Partes del ejercicio:
1. Según el artículo sobre la desobediencia civil, ¿qué hace que el Estado pierda su estabilidad?
2. Sigue escribiendo el artículo sobre la desobediencia civil a partir de su última oración.

Extracto del texto:
-------

FALANGES
Luis Adalberto Maury Cruz

Desobediencia civil entre el mito y lo mismo

01 de Noviembre de 2025

Luis Adalberto Maury Cruz


FALANGES: Desobediencia civil entre el mito y lo mismo

Luis Adalberto Maury Cruz
lmaury_cruz@hotmail.com

El Estado pierde su estabilidad cuando el gobierno pierde legitimidad. Esta legitimidad no consiste en una aceptación mayoritaria, sino en la condición que permite la estabilidad de la estructura del mando y su eficiencia, de modo que no exista insubordinación por parte de los gobernados. La aceptación mayoritaria no equivale a la percepción de aceptación; de hecho, en un grupo, la mayoría puede asumir una posición determinada, pero suponer y actuar como si la mayoría no la compartiera. He ahí la importancia de la narrativa, las autopercepciones y la propaganda.
La insubordinación se hace evidente cuando las instituciones del Estado dejan de ser suficientes para resolver y administrar los conflictos públicos, o bien cuando se instala la percepción generalizada de ineptitud o corrupción del gobierno por parte de la mayoría de la población. Tal mayoría debe entenderse en sentido relativo, no absoluto ni matemático.
Esta legitimidad supone el control de la narrativa dominante por parte del gobierno y, por ende, una propaganda efectiva —eufemísticamente llamada comunicación social. Cuando esto no ocurre, sobreviene el desgobierno o, al menos, una creciente disconformidad u odio colectivo.

-------

Material entregado:

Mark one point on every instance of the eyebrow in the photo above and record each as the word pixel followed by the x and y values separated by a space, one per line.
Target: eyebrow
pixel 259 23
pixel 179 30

-------

Resultados del ejercicio:
1. Que el gobierno pierda legitimidad.

2.
De esta manera, cabe preguntarse: ¿cómo se pierde la legitimidad? La condición fáctica es la insuficiencia institucional ante los problemas públicos y la pérdida del control de la narrativa dominante.
La desobediencia civil y la guerra mental
En esta Tercera Modernidad, donde las redes sociales y la guerra mental se vuelven cada vez más evidentes, es necesario vacunarse contra la anencefalia política y los malestares culturales de nuestra época. El pensamiento crítico es un antídoto frente a tales calamidades: no como la respuesta óptima, correcta o definitiva, sino como una disposición vital de ser uno mismo, en tanto persona auténtica y genuina —un yo pienso autorregulado en sus emociones, con sentido de pertenencia y con la progresión natural de la inherente bonhomía.
La soberanía popular
En el siglo XVI, Francisco Suárez, en sus Disputas metafísicas, señalaba que la soberanía no radica en el monarca o el gobierno, sino en el pueblo —en los gobernados—, y que son estos quienes transfieren la soberanía a sus gobernantes. Así, estamos ante el postulado suarista de la soberanía popular, cuya vigencia en nuestra época es apremiante ejercerla con responsabilidad, visión de nación y compromiso transgeneracional. De este modo, Suárez en oposición a los postulados de Hobbes en Leviatán, quien afirmaba que la soberanía residía en el gobierno o en el rey; propone desde la hispanidad una soberanía popular, y también se adelantó al liberalismo, a la Revolución Francesa y a la Ilustración.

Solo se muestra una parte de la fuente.